Please render the data below as a numbered list, leaving out any blank lines.
* start *
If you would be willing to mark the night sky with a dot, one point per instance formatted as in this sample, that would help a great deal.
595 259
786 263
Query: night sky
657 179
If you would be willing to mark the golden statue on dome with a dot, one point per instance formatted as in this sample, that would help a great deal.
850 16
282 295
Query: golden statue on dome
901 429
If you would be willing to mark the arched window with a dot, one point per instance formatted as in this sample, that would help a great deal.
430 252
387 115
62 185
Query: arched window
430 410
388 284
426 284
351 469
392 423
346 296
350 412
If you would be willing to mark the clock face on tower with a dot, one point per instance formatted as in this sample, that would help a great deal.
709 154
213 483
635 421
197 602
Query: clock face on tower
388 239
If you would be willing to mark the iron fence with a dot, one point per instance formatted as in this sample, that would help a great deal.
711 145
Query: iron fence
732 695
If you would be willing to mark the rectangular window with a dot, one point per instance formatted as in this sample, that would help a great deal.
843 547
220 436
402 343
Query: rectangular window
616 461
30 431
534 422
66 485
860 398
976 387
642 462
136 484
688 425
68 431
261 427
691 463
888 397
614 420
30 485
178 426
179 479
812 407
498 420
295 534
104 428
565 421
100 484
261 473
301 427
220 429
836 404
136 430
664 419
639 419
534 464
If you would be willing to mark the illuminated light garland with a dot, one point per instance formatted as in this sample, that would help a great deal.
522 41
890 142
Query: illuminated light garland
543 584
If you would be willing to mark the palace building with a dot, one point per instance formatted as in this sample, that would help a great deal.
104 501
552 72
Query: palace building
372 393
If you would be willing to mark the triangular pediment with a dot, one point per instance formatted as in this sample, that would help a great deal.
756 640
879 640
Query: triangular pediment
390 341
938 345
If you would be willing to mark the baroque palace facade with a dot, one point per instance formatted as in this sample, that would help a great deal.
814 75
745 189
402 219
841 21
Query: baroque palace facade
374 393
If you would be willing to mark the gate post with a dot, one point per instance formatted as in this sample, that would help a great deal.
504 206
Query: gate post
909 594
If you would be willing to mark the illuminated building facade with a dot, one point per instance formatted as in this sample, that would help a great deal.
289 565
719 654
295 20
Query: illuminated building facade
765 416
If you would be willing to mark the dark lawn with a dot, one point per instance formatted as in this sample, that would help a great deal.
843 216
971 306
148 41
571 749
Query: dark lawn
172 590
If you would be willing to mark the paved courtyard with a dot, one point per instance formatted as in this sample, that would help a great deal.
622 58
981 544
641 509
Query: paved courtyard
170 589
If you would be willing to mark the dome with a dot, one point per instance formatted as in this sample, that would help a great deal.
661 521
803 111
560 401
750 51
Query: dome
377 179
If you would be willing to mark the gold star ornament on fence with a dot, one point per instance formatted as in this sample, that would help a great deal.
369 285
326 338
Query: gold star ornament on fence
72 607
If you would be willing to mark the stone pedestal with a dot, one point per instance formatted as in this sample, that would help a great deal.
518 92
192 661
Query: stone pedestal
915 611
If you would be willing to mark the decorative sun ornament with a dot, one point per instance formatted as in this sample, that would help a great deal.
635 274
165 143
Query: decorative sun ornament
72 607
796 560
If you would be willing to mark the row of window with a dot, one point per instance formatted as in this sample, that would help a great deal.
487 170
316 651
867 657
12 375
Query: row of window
* end *
## Written answer
1. If you would be willing to mark the night sky with a dot, one point per instance formatted as in this sample, that would help a great deal.
2. 595 259
3. 786 263
4. Query: night sky
5. 657 179
6. If you would be willing to mark the golden statue on dome with a dot, one point per instance formatted as in this sample, that would help a great deal.
7. 850 16
8. 282 295
9. Query: golden statue on dome
10. 901 429
11. If you would be willing to mark the arched window with a dot, one point per instance formatted as in this sample, that would help a great deal.
12. 430 252
13. 387 115
14. 62 185
15. Query: arched window
16. 430 410
17. 388 284
18. 426 284
19. 351 469
20. 392 423
21. 346 296
22. 350 412
23. If you would be willing to mark the clock face on tower with a dot, one point per instance formatted as in this sample, that would help a great deal.
24. 709 154
25. 213 483
26. 635 421
27. 197 602
28. Query: clock face on tower
29. 388 239
30. If you would be willing to mark the iron fence with a dot, one point per instance formatted as in this sample, that would help a great deal.
31. 711 145
32. Query: iron fence
33. 732 695
34. If you would be willing to mark the rectangular window with a dot, one point per instance formatted as in this sample, that would help a great deal.
35. 843 547
36. 220 436
37. 402 343
38. Query: rectangular window
39. 616 461
40. 30 431
41. 534 422
42. 66 485
43. 860 398
44. 976 387
45. 642 462
46. 136 484
47. 688 425
48. 68 431
49. 261 427
50. 691 463
51. 888 397
52. 614 420
53. 30 485
54. 178 426
55. 179 479
56. 812 407
57. 498 420
58. 295 534
59. 104 428
60. 565 421
61. 100 484
62. 261 473
63. 301 427
64. 220 429
65. 836 404
66. 136 430
67. 664 419
68. 639 419
69. 534 464
70. If you would be willing to mark the illuminated light garland with a dot, one point per instance formatted as in this sample, that would help a great deal.
71. 522 41
72. 890 142
73. Query: illuminated light garland
74. 543 584
75. If you would be willing to mark the palace building with a dot, one point per instance formatted as in this sample, that would help a great deal.
76. 104 501
77. 552 72
78. Query: palace building
79. 372 393
80. If you would be willing to mark the triangular pediment with a dot, one point per instance formatted as in this sample, that would help a great deal.
81. 756 640
82. 879 640
83. Query: triangular pediment
84. 390 341
85. 938 345
86. If you would be willing to mark the baroque palace facade with a dot, one point per instance formatted as in this sample, that would help a great deal.
87. 814 75
88. 745 189
89. 402 219
90. 841 21
91. Query: baroque palace facade
92. 374 393
93. If you would be willing to mark the gate post with a dot, one point per instance formatted as in this sample, that would help a great deal.
94. 504 206
95. Query: gate post
96. 909 594
97. If you would be willing to mark the illuminated building facade with a dot, one point per instance formatted as in this sample, that would help a great deal.
98. 289 565
99. 719 654
100. 295 20
101. Query: illuminated building facade
102. 765 416
103. If you would be willing to mark the dark lawn with a dot, one point per instance formatted as in this sample, that would help a great deal.
104. 843 216
105. 971 306
106. 148 41
107. 571 749
108. Query: dark lawn
109. 172 590
110. If you would be willing to mark the paved courtyard with a dot, one point per instance formatted as in this sample, that would help a great deal.
111. 622 58
112. 981 544
113. 641 509
114. Query: paved courtyard
115. 170 589
116. If you would be willing to mark the dome with a dot, one point per instance formatted as in this sample, that would help a great deal.
117. 661 521
118. 803 111
119. 560 401
120. 750 51
121. Query: dome
122. 377 179
123. If you would be willing to mark the gold star ornament on fence with a dot, one point per instance formatted as in this sample, that would help a great deal.
124. 369 285
125. 326 338
126. Query: gold star ornament on fence
127. 72 607
128. If you would be willing to mark the stone pedestal with a dot, one point per instance formatted as in this sample, that would help a great deal.
129. 518 92
130. 192 661
131. Query: stone pedestal
132. 915 611
133. If you would be willing to mark the decorative sun ornament with a dot, one point per instance formatted as in this sample, that would help a great deal.
134. 635 274
135. 165 143
136. Query: decorative sun ornament
137. 72 607
138. 796 560
139. If you would be willing to mark the row of window with a dot, one point per instance formatted as in this sample, that would help a great deal.
140. 487 170
141. 316 651
142. 867 657
143. 12 375
144. Query: row of window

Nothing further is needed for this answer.